**Request:** Convert the part that opens with the line containing "Locate the green team" and closes with the line containing "x=510 y=333" into a Markdown table with the columns Line No. and Content. Number each line in order and leave out any blank lines.
— start of The data —
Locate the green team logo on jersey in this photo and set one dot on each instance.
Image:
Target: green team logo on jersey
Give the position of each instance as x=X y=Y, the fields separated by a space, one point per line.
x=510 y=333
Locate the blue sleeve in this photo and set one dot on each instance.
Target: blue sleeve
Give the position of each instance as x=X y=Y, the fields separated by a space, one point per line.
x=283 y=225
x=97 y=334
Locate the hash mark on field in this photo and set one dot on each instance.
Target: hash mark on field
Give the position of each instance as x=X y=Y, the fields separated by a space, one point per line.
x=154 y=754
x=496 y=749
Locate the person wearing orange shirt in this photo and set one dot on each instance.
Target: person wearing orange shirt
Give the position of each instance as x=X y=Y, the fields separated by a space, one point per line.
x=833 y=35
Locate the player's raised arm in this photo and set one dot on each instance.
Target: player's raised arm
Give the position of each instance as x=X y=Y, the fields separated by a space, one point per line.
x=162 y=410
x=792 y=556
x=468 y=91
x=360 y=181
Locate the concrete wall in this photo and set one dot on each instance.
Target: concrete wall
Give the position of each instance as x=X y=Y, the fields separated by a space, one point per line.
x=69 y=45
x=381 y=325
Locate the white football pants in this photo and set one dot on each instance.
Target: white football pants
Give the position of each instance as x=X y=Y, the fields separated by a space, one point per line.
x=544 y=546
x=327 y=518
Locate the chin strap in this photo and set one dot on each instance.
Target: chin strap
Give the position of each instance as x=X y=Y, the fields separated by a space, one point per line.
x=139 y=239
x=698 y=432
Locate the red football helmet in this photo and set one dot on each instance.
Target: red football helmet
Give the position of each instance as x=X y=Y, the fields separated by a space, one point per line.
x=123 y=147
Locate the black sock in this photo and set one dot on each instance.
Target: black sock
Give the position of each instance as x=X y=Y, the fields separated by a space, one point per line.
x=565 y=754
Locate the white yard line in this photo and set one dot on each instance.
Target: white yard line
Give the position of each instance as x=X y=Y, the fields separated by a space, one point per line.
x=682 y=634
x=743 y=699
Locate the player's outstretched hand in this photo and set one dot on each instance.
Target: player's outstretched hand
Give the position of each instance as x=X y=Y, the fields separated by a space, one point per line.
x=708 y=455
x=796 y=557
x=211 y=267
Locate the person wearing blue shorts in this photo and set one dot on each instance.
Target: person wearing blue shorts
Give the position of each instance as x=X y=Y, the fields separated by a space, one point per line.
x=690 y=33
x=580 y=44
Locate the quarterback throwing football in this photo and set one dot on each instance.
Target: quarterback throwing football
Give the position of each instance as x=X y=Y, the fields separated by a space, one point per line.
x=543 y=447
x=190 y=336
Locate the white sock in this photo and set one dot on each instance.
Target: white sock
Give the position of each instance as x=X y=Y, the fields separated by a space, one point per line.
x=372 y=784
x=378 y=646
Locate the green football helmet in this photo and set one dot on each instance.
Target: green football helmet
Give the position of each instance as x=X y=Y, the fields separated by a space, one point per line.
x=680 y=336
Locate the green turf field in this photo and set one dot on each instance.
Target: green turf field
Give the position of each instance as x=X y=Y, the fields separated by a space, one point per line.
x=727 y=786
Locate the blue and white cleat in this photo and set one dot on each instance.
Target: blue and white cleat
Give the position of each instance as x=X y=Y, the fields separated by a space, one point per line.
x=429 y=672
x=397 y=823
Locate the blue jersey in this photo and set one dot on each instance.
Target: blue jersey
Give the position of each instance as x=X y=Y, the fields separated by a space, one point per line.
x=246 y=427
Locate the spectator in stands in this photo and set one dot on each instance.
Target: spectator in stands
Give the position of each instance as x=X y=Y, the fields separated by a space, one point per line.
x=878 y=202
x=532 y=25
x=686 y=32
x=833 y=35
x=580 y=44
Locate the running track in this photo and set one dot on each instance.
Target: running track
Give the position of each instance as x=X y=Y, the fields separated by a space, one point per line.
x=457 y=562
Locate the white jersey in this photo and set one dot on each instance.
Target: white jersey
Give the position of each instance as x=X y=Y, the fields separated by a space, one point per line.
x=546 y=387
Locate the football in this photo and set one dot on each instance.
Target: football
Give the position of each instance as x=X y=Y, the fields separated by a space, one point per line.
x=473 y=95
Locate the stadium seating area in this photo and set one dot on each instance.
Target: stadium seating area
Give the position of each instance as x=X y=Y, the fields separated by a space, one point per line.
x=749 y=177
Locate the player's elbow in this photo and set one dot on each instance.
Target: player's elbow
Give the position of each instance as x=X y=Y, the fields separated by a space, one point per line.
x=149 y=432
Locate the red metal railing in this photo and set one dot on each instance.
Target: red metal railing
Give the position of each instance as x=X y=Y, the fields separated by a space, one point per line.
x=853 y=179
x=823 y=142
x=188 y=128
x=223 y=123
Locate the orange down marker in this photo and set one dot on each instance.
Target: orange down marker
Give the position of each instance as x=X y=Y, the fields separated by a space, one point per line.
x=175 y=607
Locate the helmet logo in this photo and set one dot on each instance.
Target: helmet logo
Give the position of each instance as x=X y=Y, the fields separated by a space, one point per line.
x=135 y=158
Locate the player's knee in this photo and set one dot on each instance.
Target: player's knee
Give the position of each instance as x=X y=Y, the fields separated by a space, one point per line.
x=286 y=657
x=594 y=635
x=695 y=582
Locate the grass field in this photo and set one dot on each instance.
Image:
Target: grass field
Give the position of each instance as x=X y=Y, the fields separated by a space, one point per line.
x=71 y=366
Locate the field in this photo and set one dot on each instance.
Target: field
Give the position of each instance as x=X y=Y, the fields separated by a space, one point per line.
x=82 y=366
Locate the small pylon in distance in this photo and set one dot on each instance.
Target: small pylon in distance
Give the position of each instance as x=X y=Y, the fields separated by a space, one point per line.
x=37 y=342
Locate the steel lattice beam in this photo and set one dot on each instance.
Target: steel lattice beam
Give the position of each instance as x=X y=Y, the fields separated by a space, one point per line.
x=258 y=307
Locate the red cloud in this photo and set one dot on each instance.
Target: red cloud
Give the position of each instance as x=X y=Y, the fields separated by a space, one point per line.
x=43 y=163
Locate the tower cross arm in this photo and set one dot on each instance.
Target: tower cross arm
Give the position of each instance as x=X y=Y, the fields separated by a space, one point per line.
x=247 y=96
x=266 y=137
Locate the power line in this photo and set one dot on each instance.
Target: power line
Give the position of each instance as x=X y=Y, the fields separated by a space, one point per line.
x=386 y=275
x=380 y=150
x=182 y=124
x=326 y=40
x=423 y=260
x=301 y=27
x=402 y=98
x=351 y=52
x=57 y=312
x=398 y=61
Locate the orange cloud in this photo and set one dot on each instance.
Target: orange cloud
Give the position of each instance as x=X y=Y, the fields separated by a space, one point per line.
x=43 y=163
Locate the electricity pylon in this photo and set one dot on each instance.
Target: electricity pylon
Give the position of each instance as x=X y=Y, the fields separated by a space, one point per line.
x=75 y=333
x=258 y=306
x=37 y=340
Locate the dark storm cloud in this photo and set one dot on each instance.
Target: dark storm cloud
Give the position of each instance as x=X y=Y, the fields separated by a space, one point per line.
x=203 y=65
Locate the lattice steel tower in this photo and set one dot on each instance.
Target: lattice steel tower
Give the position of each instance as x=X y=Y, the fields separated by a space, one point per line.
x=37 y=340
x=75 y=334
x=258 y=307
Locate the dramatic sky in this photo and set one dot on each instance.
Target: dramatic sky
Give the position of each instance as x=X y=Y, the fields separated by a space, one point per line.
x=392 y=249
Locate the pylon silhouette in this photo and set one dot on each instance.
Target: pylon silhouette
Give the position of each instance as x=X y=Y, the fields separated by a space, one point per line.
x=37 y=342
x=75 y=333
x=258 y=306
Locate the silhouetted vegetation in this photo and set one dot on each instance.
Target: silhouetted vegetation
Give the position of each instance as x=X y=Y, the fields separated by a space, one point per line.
— end of The data —
— start of The data —
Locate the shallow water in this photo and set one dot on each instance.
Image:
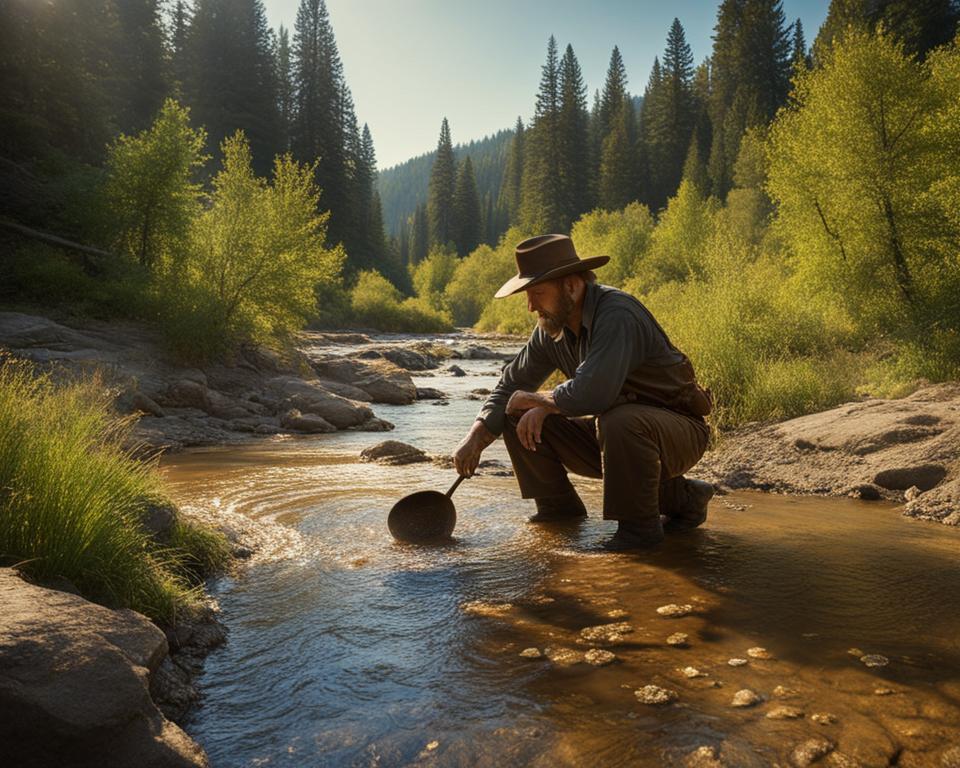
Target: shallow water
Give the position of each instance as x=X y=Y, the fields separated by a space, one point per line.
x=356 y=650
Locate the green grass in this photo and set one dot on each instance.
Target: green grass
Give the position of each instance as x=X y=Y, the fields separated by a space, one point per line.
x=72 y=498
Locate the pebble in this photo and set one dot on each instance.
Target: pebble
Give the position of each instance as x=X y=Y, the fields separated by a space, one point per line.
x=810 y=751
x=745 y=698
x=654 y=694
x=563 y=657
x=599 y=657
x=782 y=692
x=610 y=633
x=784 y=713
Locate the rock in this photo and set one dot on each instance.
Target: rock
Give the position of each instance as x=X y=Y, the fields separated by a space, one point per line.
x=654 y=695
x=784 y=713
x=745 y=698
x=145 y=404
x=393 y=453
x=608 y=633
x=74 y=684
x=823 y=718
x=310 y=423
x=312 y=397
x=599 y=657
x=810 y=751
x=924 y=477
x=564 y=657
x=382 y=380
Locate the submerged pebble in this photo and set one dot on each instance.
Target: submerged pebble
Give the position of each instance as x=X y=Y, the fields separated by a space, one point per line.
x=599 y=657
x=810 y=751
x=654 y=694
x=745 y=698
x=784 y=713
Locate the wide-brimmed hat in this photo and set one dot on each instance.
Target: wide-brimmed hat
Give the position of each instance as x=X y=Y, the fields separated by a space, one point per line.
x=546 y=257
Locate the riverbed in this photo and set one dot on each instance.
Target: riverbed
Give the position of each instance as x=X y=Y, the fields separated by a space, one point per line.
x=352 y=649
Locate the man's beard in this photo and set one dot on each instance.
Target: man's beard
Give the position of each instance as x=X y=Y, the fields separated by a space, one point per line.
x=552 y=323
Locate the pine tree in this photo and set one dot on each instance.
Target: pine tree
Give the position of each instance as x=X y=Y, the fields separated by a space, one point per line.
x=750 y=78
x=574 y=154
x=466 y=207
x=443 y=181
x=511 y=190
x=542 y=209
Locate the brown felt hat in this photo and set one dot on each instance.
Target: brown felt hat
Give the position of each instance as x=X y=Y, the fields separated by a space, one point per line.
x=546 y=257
— end of The data —
**Exercise answer:**
| Line No. | Content |
|---|---|
| 1 | Locate the green team logo on jersey in this photo and set one dot on each instance. |
| 2 | Image: |
| 3 | Target: green team logo on jersey |
| 4 | Give the position of each instance as x=X y=Y, the fields separated by a space, one point per line. |
| 5 | x=510 y=333 |